What you have to do: Replace "instance" with "occurrence" wherever it occurs in the items below, leaving all other text unchanged.

Records from a point-labeling set
▬▬▬▬▬▬

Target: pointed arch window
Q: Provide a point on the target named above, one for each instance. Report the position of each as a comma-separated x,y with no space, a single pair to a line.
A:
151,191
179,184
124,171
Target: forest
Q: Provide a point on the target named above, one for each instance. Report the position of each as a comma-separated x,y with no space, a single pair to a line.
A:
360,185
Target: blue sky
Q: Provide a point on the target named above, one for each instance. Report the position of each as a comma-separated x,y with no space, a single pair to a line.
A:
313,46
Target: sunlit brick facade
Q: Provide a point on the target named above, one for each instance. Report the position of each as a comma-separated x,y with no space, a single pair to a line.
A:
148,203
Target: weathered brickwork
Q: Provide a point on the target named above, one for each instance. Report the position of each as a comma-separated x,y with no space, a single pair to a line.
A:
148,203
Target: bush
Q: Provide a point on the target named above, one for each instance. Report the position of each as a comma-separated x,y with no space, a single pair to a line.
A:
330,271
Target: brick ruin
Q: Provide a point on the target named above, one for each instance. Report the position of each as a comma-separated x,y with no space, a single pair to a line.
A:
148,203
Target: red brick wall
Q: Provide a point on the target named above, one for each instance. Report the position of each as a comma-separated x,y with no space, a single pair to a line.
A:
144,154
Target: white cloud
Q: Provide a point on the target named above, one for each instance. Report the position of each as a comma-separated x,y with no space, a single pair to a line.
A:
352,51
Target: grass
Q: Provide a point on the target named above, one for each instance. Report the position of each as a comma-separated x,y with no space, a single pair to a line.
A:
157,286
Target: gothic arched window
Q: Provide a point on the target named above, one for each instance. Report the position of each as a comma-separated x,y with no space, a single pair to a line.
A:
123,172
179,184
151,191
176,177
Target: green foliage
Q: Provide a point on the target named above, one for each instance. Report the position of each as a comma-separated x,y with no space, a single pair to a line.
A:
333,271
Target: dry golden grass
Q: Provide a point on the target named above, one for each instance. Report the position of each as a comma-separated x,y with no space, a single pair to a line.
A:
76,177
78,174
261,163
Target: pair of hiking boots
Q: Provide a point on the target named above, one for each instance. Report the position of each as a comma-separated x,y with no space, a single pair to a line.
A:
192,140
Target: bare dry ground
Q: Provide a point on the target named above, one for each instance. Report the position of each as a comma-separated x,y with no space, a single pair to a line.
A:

▬▬▬▬▬▬

Result for this exercise:
Target: pointed arch window
Q: Provide a point on the target named above, one for each occurrence. Report the position of each as a comma-separated x,y with no space, a single pair to a line.
A:
151,191
179,184
124,171
Target: forest
Q: Provide a point on the target named above, one for each occurrence. Report the position of each as a comma-separated x,y with no space, a single pair to a line.
A:
360,185
Target: blue sky
Q: Provide a point on the target named above, one for each occurrence. Report the position of each as a comma-separated x,y with no space, a single pair to a line.
A:
313,46
Target: sunlit brick facade
Q: Provide a point on the target named above, one for each occurrence. Report the position of each as a comma-separated x,y with no space, a single pair to a line.
A:
148,203
Target: weathered brickwork
Q: Provide a point on the target named above, one for each occurrence. Report the position of each as a comma-separated x,y with no space, a single pair to a line.
A:
148,203
Target: bush
Q: Provide a point on the target named above, one for each occurrence. Report the position of each as a comma-separated x,y with no space, a single pair to a line.
A:
330,271
Target: brick ruin
Q: Provide a point on the target named above, one for each occurrence. Report the position of each as a comma-separated x,y with no space, a single pair to a line.
A:
148,203
Target: red brick wall
Q: Provide a point on the target named above, one for each occurrence. Report the position of each as a comma-separated x,y with no space, a single pair to a line.
A:
144,154
Target: white cloud
Q: Provide a point on the target named above, one for each occurrence. Report the position of each as a comma-separated x,y with no space, a single pair to a line.
A:
352,51
Target: grass
Q: Provide a point on the target named above, one for each occurrence. Report the position of each as a comma-separated x,y with no space, a single pair to a line.
A:
157,286
Target: gothic arched window
Q: Provide a point on the target named above, one for each occurrence. Report the position of each as a comma-separated x,y with no space, a single pair to a line.
A:
123,172
179,184
151,191
176,177
Target: green foliage
Q: Provide a point on the target named above, one for each occurrence. Report the position of each as a comma-separated x,y with no space, a single pair to a line.
A:
333,271
Target: dry golden grass
Q: Provide a point on the target named above, one for each occurrence. Report the position of each as a comma-separated x,y with no space, a single pair to a line.
A:
76,177
78,174
261,163
Target: pair of hiking boots
Q: Provide a point on the target named above, one for each occurrence. Report the position of each as a comma-separated x,y with no space, a single pair to a line.
A:
192,140
Target: bare dry ground
Q: Provide a point on the target named above, one for each occurrence. Report the position of each as a comma-separated x,y with no space, a single pair to a line.
A:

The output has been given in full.